TASK OBJECTIVE: Identify every line in the listing below that contains the string "wall" and copy each such line. Case matters.

LISTING:
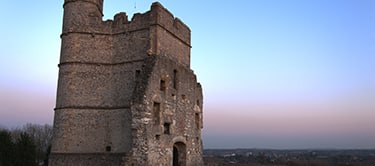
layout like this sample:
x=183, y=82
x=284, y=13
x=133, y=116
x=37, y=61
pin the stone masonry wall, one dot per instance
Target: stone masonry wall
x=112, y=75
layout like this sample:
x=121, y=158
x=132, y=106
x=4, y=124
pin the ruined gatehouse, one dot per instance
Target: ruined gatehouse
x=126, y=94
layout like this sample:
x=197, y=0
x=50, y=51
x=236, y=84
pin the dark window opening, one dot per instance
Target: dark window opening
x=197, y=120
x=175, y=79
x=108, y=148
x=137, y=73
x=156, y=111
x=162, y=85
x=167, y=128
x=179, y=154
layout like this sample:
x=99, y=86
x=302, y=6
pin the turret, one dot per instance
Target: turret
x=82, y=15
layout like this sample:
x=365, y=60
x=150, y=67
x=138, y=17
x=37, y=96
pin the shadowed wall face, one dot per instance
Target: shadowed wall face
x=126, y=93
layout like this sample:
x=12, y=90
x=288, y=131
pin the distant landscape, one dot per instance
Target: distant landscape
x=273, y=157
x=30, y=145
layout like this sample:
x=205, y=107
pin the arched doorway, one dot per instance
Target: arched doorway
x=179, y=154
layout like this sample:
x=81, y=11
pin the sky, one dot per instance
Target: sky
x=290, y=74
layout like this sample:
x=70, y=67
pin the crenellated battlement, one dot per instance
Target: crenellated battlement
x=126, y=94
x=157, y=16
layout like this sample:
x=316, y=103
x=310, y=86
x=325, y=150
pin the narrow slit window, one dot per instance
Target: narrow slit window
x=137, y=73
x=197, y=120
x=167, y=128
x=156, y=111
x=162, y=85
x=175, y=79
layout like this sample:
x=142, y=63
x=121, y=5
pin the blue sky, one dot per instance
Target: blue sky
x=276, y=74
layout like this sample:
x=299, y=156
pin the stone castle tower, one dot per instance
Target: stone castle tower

---

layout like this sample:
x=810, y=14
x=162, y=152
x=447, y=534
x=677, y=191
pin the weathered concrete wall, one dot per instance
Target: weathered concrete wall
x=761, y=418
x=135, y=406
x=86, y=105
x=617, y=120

...

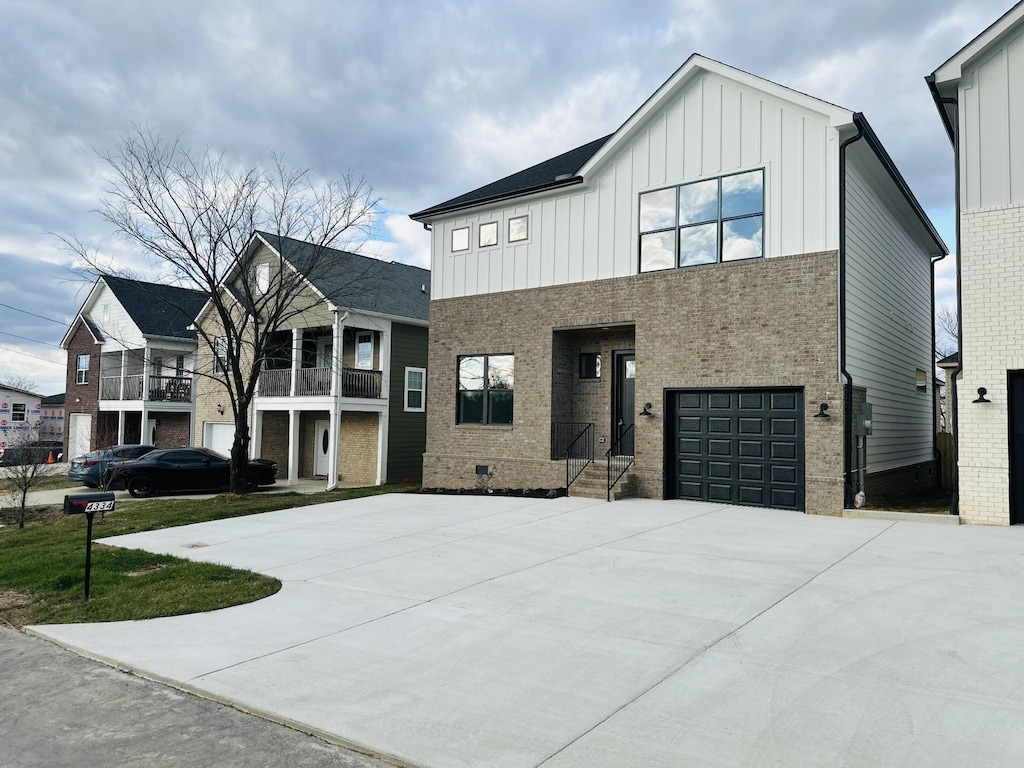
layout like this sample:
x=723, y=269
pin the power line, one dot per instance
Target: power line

TASK OUTPUT:
pin the stone masonry wall, one dot per instance
Target: stone masonry wall
pin the shadowed wall face, one dot per instance
Target: shadowed wall face
pin the weathered concrete wall, one dot per instance
Target: weathered concrete wall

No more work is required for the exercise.